Venduto in quindici paesi. Tradotto in ventiquattro lingue. Agli editori piace molto, ed è comprensibile, dare conto in quarta di copertina o nel risvolto dei successi oltrefrontiera dei propri autori di punta. Eppure, anche nei casi di enorme successo di cessione dei diritti, anche quando il romanzo sia stato tradotto nei paesi più imprevedibili e nelle lingue più stravaganti, spesso, per non dire quasi sempre, manca la traduzione in inglese.

Non impossibile, almeno per i libri nostrani di qualità o di buon successo, essere tradotti in spagnolo, in francese o in tedesco. E, una volta assicuratisi il contratto con editori di qualche grande nazione con un mercato librario ampio, è relativamente facile far sì che il volume venga poi pubblicato anche in paesi più piccoli. Così la lista si allunga a colpi di Slovenia, Slovacchia, Islanda o Lituania. Ma per quanto riguarda il mondo anglofono, e soprattutto la Gran Bretagna, tutto è più difficile. Riuscire a farsi tradurre è un bel colpaccio di per sé, al di là degli esiti economici o di notorietà che ne possano seguire.

Niccolò Ammaniti che è pubblicato un po’ ovunque, ad esempio in macedone per i tipi dell’editore Kultura di Skopje, ce l’ha fatta già da un pezzo. La edimburghese Canongate Books ha stampato nel 2004 “Io non ho paura” (“I’m Not Scared”) e poi ha bissato tre anni dopo con “Ti prendo e ti porto via” (“Steal you away”). E ora, più o meno in contemporanea con l’uscita italiana del film “Come Dio comanda” di Gabriele Salvatores, pellicola controversa e piuttosto disturbante tratta dall’omonimo romanzo di Ammaniti, la scozzese Canongate manda in libreria, con un titolo tutto diverso, “Crossroads”. Cioè proprio l’edizione inglese di “Come Dio comanda”. E sotto i primi passi di questo romanzo si è subito srotolato il tappeto color porpora.

“Crossroads” è arrivato sugli scaffali di Oltremanica l’8 gennaio, ma già il quattro, in anteprima, l’Observer, cioè il domenicale del Guardian, ha ospitato una lunga, lusinghiera recensione del romanzo. Coperto così il lato centrosinistra dei lettori inglesi, titillati da un riferimento critico e un po’ caricaturale alla “Berlusconi’s brave new Italy”, sono bastati altri otto giorni perché la bibbia della City, il Financial Times, fornisse la sua dose di lodi a “Crossroads”, chiamando a raccolta dal prestigioso pulpito delle sue pagine una platea di lettori di orientamento più spiccatamente mercatista. Ciò che ha colpito Matthew Kneale, recensore per il Financial Times dell’opera di Ammaniti, e un’ambientazione italiana fuori dai clichè. Niente sciabordio d’acque sotto la chiglia di una gondola, insomma. Niente profumo di zagare. Niente solleone su sottofondo di mandolini o, in alternativa, colpi di lupara. Niente effetto cartolina. Piuttosto, un paesaggio con rovine (umane), conficcato in una provincia del Nordest livida e zuppa di pioggia. “Un atteso controbilanciamento – scrive il FT – al romantico ritratto del paese di stampo turistico”. Made in Italy, dunque, ma con sorpresa.

▸ Estratti dei dati
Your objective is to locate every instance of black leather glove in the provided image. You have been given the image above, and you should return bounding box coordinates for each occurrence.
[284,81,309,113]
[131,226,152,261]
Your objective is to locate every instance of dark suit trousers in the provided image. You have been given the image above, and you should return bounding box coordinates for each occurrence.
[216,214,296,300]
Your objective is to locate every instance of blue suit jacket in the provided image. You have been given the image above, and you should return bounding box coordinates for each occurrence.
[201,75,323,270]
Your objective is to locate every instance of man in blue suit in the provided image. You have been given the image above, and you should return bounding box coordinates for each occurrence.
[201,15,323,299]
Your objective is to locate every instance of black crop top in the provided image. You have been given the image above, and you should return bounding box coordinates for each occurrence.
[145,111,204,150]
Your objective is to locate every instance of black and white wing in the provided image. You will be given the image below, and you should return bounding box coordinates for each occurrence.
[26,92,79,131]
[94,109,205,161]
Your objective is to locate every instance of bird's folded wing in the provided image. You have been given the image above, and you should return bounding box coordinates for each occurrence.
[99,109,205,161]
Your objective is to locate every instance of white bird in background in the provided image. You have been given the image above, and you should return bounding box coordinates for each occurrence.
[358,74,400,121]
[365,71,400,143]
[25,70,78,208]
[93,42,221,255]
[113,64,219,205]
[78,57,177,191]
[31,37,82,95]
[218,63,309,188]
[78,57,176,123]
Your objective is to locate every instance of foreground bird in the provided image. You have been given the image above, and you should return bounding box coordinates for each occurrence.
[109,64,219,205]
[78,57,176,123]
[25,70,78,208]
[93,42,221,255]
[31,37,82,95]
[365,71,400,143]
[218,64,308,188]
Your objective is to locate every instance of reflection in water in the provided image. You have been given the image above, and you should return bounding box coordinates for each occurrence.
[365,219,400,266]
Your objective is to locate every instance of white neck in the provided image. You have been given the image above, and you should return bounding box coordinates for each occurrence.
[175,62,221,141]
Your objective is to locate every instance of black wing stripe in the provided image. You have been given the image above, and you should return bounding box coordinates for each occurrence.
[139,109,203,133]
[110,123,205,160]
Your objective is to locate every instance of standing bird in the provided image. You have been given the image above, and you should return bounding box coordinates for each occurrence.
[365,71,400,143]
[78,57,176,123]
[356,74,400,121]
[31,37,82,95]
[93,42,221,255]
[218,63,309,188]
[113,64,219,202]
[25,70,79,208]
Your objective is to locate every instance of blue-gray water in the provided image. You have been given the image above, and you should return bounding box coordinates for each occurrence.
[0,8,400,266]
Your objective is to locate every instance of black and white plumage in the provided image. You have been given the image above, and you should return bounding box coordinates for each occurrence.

▸ Consegna
Riscrivi la parte del brano sulle traduzioni di Ammaniti partendo dalle parole "Niccolò Ammaniti che" e fermandoti dopo "tappeto color porpora.", cambiando "scozzese" in "britannica".

▸ Risultato dell'esercizio
Niccolò Ammaniti che è pubblicato un po’ ovunque, ad esempio in macedone per i tipi dell’editore Kultura di Skopje, ce l’ha fatta già da un pezzo. La edimburghese Canongate Books ha stampato nel 2004 “Io non ho paura” (“I’m Not Scared”) e poi ha bissato tre anni dopo con “Ti prendo e ti porto via” (“Steal you away”). E ora, più o meno in contemporanea con l’uscita italiana del film “Come Dio comanda” di Gabriele Salvatores, pellicola controversa e piuttosto disturbante tratta dall’omonimo romanzo di Ammaniti, la britannica Canongate manda in libreria, con un titolo tutto diverso, “Crossroads”. Cioè proprio l’edizione inglese di “Come Dio comanda”. E sotto i primi passi di questo romanzo si è subito srotolato il tappeto color porpora.